▸ Supplied data:
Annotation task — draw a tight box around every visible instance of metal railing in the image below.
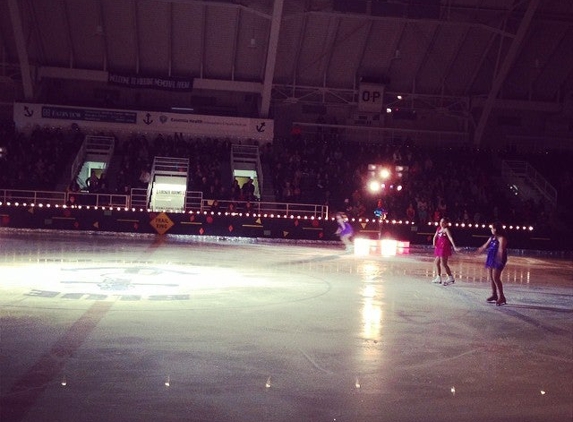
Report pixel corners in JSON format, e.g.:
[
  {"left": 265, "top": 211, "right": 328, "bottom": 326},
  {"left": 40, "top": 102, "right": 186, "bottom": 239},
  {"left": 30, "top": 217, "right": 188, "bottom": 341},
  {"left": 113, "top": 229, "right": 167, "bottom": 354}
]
[
  {"left": 0, "top": 188, "right": 329, "bottom": 219},
  {"left": 0, "top": 189, "right": 130, "bottom": 208}
]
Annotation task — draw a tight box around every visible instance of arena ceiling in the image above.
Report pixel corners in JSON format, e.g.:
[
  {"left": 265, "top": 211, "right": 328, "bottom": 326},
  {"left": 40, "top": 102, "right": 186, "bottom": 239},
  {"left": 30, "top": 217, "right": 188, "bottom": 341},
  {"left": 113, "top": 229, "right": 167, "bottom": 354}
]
[{"left": 0, "top": 0, "right": 573, "bottom": 144}]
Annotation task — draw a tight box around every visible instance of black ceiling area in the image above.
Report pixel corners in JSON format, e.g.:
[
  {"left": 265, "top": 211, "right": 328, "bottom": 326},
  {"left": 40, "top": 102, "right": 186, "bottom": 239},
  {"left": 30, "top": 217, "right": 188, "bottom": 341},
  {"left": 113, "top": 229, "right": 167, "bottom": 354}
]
[{"left": 0, "top": 0, "right": 573, "bottom": 147}]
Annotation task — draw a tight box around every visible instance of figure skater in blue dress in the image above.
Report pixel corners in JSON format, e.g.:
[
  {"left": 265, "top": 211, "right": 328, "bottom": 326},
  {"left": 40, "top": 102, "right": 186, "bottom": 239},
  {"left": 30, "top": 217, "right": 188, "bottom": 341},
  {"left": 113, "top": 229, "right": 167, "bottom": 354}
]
[
  {"left": 336, "top": 212, "right": 354, "bottom": 252},
  {"left": 478, "top": 222, "right": 507, "bottom": 306}
]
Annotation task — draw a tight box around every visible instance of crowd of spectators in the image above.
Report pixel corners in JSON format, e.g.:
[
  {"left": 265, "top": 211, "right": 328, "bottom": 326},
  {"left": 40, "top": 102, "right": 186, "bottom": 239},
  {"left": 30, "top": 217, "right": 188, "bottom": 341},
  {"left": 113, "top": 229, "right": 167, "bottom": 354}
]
[
  {"left": 0, "top": 118, "right": 571, "bottom": 232},
  {"left": 0, "top": 121, "right": 84, "bottom": 190},
  {"left": 265, "top": 136, "right": 551, "bottom": 226}
]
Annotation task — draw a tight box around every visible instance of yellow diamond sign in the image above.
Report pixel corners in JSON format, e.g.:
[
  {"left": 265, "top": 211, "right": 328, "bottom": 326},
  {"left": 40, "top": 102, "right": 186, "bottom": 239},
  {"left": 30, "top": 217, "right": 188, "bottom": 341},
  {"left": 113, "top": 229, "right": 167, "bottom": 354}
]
[{"left": 149, "top": 212, "right": 175, "bottom": 234}]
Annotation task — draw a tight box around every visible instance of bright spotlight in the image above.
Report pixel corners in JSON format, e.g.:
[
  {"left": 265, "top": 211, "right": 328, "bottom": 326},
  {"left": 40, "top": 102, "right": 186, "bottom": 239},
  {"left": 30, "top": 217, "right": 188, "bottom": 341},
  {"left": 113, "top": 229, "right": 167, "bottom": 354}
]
[
  {"left": 380, "top": 168, "right": 390, "bottom": 180},
  {"left": 368, "top": 180, "right": 380, "bottom": 192}
]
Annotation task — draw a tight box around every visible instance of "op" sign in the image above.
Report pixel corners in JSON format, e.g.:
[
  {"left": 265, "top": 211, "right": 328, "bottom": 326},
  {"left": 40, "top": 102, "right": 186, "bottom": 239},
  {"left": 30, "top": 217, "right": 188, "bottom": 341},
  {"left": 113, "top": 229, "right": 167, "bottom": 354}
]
[{"left": 358, "top": 83, "right": 384, "bottom": 113}]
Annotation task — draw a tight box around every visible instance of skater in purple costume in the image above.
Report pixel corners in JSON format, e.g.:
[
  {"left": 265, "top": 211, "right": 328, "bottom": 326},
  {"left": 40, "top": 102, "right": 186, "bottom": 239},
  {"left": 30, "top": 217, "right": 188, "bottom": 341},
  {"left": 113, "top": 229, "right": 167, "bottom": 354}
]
[
  {"left": 336, "top": 212, "right": 354, "bottom": 251},
  {"left": 478, "top": 222, "right": 507, "bottom": 306},
  {"left": 432, "top": 218, "right": 458, "bottom": 286}
]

▸ Given problem: Gather every line of the material above that contains the string "instance", and copy each one out. The match is case-sensitive.

▸ Solution to this problem:
Annotation task — draw a tight box around every visible instance of metal railing in the image below.
Annotation task — draw a tight box around every visible instance of arena ceiling in the image above.
Annotation task — draw a tight box around every visible instance of black ceiling area in the image above.
Annotation task — draw a tight box around every visible instance of figure skater in blue dress in the image above.
Annotation task — draw a tight box around every visible instance of crowd of spectators in the image above.
Annotation task — draw a tight box around every visible instance of yellow diamond sign in the image above.
Annotation task — draw a tight box around every visible instance of bright spotlight in the image above.
Annotation task — draw a tight box around every visible instance of "op" sign in the image above.
Annotation task — draw a tight box around every visible instance of skater in purple costume in the image above.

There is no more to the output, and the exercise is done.